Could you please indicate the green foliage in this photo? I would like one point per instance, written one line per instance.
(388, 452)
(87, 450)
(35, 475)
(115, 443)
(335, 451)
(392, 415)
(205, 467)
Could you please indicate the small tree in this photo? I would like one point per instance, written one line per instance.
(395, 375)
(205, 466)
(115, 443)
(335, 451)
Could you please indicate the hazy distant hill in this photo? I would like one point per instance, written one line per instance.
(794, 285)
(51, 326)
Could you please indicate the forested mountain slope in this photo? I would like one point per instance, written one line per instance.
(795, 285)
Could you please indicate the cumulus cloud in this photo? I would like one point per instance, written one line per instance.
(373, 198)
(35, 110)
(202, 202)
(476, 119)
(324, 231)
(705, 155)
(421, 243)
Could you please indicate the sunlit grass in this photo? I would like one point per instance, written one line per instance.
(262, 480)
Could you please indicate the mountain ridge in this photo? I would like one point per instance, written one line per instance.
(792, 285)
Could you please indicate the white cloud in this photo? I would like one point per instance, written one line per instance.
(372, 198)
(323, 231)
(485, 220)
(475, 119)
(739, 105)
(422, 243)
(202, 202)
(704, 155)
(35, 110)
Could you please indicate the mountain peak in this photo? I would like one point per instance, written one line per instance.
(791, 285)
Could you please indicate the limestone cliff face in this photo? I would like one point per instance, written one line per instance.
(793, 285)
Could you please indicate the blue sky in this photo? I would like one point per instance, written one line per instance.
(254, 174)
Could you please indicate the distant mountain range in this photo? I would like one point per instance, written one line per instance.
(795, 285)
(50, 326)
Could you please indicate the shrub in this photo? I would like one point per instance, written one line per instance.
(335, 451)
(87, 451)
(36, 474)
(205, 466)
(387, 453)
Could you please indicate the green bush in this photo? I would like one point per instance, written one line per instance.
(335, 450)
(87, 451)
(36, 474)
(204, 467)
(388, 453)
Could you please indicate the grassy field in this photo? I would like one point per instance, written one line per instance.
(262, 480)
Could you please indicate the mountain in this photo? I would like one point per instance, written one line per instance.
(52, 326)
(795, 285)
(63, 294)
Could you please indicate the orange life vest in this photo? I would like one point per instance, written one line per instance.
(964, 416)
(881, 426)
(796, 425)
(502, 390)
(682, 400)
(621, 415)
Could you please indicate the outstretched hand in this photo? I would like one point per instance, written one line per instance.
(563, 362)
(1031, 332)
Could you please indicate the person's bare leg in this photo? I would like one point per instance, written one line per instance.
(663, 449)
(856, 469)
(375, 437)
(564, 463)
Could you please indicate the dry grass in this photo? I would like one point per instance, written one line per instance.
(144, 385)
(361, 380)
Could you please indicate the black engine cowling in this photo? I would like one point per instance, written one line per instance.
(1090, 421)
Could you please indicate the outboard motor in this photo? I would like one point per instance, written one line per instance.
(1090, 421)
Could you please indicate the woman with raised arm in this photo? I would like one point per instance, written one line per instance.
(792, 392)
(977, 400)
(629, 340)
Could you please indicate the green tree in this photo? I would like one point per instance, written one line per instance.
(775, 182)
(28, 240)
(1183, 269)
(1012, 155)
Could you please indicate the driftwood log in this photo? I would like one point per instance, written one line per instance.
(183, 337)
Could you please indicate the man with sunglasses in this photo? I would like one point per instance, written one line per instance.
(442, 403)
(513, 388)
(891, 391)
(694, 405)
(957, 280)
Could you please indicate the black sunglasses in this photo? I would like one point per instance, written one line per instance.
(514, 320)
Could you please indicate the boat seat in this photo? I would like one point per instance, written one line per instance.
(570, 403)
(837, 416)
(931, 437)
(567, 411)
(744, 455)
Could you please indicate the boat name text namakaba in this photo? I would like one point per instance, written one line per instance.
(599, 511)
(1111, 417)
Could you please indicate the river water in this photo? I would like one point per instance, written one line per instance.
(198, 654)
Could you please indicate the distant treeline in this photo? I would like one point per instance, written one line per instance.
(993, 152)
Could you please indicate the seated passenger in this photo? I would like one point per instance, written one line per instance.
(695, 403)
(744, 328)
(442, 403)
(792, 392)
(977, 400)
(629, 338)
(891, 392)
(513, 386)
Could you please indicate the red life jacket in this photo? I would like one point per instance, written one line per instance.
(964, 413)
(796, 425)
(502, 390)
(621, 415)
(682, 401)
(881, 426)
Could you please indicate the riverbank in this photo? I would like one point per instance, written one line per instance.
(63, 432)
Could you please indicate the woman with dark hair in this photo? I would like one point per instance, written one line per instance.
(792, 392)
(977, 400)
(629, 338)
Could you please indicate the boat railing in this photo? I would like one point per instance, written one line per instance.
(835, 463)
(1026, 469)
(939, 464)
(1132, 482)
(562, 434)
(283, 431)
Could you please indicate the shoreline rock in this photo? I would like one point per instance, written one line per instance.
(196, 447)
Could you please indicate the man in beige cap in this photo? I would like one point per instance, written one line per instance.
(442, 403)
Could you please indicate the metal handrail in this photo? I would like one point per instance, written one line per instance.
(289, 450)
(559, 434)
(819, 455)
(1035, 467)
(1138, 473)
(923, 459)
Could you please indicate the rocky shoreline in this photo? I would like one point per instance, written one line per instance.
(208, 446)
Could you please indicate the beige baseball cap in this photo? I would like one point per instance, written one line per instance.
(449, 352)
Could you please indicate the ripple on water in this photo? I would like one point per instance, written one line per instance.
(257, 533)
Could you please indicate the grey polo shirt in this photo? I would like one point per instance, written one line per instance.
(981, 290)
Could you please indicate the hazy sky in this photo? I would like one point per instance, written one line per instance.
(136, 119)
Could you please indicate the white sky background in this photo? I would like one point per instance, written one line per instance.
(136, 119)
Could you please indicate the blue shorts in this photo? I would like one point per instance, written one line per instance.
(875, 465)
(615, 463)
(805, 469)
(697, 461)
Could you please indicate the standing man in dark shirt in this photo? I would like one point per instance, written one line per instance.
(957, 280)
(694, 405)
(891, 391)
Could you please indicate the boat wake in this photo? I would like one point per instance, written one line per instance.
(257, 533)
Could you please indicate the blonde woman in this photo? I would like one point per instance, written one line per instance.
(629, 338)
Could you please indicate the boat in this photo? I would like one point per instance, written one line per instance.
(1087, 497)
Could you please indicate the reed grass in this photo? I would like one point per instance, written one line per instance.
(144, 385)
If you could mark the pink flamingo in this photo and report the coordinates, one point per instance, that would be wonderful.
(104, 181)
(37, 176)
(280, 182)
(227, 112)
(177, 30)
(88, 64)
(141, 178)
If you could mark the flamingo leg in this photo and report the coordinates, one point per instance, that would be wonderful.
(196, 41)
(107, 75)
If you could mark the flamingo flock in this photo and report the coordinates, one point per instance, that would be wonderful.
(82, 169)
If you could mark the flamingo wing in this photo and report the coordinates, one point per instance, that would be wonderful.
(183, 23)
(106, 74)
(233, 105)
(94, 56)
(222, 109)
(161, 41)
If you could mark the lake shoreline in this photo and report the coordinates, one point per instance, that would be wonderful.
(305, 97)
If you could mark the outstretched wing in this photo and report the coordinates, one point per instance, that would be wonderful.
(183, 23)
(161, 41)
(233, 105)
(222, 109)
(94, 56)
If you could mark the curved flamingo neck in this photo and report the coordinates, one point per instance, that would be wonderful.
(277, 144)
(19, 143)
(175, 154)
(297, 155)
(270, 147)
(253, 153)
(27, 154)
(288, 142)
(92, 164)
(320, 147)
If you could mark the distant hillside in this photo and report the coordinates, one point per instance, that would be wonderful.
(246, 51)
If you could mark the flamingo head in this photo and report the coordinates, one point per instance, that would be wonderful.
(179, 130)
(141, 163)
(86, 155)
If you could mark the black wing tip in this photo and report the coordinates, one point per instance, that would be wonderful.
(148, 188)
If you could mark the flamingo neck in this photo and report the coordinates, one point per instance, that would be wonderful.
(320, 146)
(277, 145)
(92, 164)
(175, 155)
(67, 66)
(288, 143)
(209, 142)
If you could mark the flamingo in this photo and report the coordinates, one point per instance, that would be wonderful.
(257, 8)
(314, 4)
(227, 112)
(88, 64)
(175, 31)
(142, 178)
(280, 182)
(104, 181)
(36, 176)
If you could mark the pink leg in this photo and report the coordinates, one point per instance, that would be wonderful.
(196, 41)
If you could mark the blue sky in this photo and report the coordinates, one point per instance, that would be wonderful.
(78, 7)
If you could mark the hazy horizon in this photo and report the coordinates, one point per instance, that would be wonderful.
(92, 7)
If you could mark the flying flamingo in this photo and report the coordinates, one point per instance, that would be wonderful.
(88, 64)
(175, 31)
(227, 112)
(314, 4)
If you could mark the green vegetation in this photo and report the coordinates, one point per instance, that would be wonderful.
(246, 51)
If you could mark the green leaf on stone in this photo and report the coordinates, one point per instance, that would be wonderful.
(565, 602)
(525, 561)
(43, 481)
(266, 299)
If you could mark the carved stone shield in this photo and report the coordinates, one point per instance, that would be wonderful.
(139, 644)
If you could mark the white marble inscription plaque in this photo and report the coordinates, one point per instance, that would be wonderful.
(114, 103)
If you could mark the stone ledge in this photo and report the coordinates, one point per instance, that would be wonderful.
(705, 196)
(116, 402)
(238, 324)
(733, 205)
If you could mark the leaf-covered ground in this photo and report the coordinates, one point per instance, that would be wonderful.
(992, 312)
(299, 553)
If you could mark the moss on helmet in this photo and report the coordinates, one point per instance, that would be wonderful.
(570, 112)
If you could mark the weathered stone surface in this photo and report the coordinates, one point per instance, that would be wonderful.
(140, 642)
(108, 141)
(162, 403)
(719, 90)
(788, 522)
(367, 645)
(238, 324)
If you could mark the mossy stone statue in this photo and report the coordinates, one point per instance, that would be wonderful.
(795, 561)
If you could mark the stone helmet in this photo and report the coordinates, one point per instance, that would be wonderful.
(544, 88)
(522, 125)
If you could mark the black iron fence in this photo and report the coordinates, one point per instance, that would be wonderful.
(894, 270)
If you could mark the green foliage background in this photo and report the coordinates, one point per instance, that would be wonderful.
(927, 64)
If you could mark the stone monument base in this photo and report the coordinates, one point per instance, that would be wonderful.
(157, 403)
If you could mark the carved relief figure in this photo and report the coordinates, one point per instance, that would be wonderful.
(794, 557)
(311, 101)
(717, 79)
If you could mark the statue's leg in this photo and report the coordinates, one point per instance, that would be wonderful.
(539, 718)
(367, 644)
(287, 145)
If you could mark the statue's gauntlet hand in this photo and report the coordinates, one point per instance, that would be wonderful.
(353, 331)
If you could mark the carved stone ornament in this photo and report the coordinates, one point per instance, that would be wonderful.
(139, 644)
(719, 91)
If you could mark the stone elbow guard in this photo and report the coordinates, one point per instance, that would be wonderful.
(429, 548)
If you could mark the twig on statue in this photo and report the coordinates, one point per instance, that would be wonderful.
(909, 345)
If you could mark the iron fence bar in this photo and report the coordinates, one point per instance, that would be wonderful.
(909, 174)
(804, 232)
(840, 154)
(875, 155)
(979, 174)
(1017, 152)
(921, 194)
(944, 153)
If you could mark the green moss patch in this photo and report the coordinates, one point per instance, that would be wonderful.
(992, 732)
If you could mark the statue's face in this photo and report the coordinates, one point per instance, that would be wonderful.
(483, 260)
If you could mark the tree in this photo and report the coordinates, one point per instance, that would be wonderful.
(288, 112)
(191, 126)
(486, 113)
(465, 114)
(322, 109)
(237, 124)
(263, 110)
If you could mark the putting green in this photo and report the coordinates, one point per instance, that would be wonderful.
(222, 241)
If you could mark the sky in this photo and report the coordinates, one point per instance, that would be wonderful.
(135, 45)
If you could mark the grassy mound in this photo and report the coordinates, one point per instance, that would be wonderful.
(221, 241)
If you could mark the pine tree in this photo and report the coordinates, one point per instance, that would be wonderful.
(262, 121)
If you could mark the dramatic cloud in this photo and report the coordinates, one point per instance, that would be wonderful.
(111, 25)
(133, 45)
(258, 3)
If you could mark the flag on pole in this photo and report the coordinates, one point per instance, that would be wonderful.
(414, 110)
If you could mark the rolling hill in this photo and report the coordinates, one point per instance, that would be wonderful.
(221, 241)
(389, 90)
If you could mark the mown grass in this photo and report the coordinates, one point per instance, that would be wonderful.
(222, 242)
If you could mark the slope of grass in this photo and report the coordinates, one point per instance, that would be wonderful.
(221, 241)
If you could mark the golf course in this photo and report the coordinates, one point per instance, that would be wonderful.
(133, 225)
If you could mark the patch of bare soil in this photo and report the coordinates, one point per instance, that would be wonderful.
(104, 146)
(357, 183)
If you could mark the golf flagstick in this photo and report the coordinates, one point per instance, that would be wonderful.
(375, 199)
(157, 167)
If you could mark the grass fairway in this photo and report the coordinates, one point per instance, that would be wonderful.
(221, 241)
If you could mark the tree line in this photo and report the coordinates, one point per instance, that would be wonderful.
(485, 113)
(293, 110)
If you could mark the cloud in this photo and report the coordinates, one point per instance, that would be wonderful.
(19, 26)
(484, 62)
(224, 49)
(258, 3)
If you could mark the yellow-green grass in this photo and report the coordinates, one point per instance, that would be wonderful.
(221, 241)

_Written task_
Starting at the line that contains "If you could mark the yellow-green" and continuing through the end of the listing, scale those lines: reproduce each one, request included, with every coordinate in the answers multiplied by 2.4 and rounded to a whole number, halves rounded up.

_Output below_
If you could mark the yellow-green grass in this photo and report the coordinates, one point per instance, that would be wonderful.
(530, 578)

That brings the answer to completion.